── Entries shown

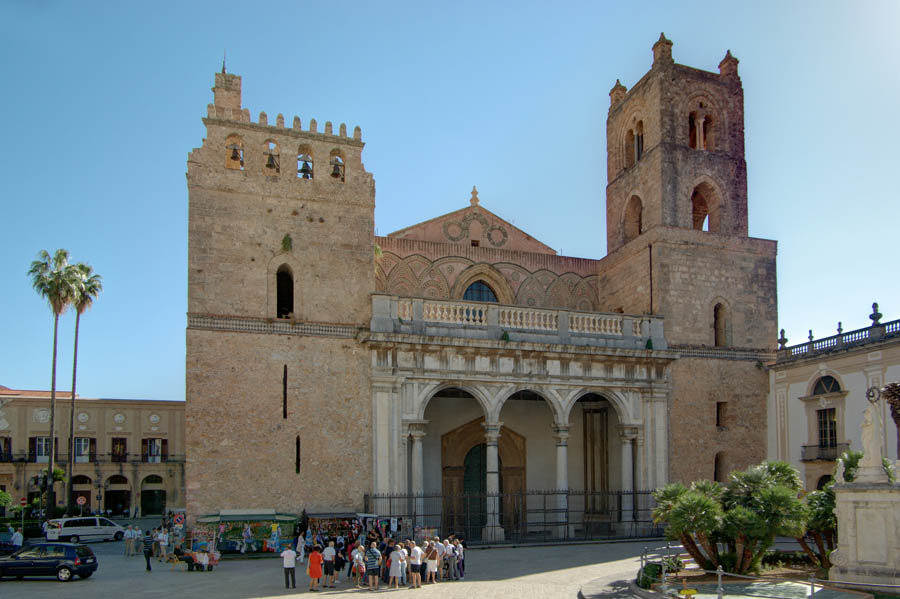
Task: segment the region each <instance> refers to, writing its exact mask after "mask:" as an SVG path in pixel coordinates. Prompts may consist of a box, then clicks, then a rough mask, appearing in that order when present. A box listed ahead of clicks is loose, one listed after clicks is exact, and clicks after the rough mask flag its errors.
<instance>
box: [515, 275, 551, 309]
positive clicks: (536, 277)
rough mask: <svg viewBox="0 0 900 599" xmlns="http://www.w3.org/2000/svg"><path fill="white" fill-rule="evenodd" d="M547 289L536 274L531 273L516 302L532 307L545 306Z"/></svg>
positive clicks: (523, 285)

────

Task - Search the records for the word "rough". Copy each line where it appears.

Problem solution -
Task: segment the region each <instance> refers to, writing its exact mask after "mask:" as an SVG path in pixel coordinates. Prompts may consist of a box, then clicks, then a rough mask, appearing in that order when present. A box listed ahead of clicks is loose, one listed after clicks is exact, and clicks after the rough mask flag its errors.
rough mask: <svg viewBox="0 0 900 599" xmlns="http://www.w3.org/2000/svg"><path fill="white" fill-rule="evenodd" d="M547 289L536 274L531 273L516 302L532 307L545 306Z"/></svg>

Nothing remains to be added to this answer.